> [The problem] Reproduce the records below exactly as they appear, omitting any pictures they contain.

Dataset excerpts on object pointing:
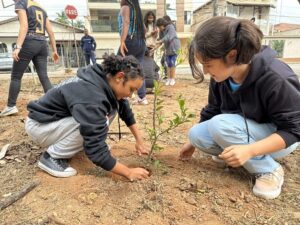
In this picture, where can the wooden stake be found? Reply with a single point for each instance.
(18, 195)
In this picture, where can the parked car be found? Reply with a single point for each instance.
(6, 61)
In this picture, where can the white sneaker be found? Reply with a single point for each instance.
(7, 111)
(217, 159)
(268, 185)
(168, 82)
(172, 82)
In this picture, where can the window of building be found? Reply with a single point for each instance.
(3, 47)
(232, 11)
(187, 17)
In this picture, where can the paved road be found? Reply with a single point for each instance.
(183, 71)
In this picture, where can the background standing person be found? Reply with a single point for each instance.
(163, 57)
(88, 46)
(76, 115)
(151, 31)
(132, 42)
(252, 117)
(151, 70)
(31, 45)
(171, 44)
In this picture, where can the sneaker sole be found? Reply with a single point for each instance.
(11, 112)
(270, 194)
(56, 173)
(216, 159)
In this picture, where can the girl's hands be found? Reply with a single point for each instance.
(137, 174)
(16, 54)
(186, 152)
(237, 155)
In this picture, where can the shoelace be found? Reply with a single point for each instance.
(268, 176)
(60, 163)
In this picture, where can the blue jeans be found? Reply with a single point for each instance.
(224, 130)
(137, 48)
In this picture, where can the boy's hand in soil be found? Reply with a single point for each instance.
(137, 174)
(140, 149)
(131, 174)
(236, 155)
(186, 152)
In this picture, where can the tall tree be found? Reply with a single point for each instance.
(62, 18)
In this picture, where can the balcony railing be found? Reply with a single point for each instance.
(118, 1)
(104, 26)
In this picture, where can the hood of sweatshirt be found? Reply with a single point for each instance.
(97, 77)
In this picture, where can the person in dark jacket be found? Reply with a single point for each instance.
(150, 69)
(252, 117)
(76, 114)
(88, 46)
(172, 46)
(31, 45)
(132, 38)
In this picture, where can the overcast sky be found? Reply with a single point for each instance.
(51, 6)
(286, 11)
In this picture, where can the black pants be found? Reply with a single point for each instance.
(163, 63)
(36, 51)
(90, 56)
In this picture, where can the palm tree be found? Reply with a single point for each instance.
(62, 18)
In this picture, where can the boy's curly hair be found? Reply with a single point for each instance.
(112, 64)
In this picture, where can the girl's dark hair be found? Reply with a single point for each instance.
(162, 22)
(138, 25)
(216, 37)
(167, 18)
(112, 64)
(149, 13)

> [Task answer]
In this picture, where can the wooden stake be found? Reply with a single point for each instance.
(18, 195)
In this picture, where can the parked car be found? Reply with a single point for each instance.
(6, 61)
In this picture, where can the white sneaker be found? Reply with a single point for each instance.
(7, 111)
(217, 159)
(268, 185)
(168, 82)
(172, 82)
In this picture, where can the window of building be found? Reply with a single point for each instance.
(3, 47)
(232, 11)
(187, 17)
In this picture, where can the paved road be found? Reply with a single point for each instance.
(183, 71)
In this picture, where can the background standing person be found? Reply with a single point for each instance.
(163, 57)
(88, 46)
(76, 115)
(151, 31)
(132, 42)
(252, 117)
(151, 70)
(31, 45)
(171, 44)
In this picture, where can the sneaker sole be found? Reply with a single point for each instance.
(11, 112)
(270, 194)
(56, 173)
(216, 159)
In this picture, where can the girl's hands be found? Reply with a single point for each instance.
(137, 174)
(16, 54)
(186, 152)
(237, 155)
In this picture, where can the shoelace be found? Reply with a single point for each instance.
(268, 176)
(60, 163)
In this picture, where can the blue jeans be found? Reply with a single point for each instance.
(224, 130)
(137, 48)
In this picture, where can the boy's hand in soil be found? Reply with a single point for each instance.
(137, 174)
(140, 149)
(131, 174)
(236, 155)
(186, 152)
In this picture, where can the tall tree be found? Reply with a single point for each instance.
(62, 18)
In this picture, where can the balcony railing be found? Reply with a single point for each instance.
(118, 1)
(104, 26)
In this picture, where can the hood of sweatshirt be found? Reply with a single point for each instance.
(97, 77)
In this picture, where can the person in dark jacket be found? Reply with a single point for each instance.
(150, 69)
(252, 117)
(76, 114)
(88, 46)
(172, 46)
(31, 45)
(132, 38)
In this picture, where can the overcast sky be found? Reply with a single point for each instance.
(51, 6)
(286, 11)
In this picture, where can the black pants be found? Reply with a single point for each instance.
(163, 63)
(36, 51)
(90, 56)
In this picture, where can the palm tree be found? Reply with a single point for each instance.
(62, 18)
In this picture, where can the boy's curly hair be found? Reply with a single point for each instance.
(112, 64)
In this picture, where can the girl's dark hair be found? Reply with a single point for each instance.
(162, 22)
(138, 25)
(216, 37)
(167, 18)
(112, 64)
(149, 13)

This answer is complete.